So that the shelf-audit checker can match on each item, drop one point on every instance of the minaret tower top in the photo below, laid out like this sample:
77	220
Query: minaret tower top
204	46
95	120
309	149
··········
:: EXERCISE DIRECTIONS ::
Print each of the rows above again, word for word and in the same order.

:: IN RESPONSE ::
So that the shelf-audit checker can match on each item, drop one point on every instance of the minaret tower top in the photo below, laid out like this sample:
77	220
Query: minaret tower top
204	46
95	120
309	149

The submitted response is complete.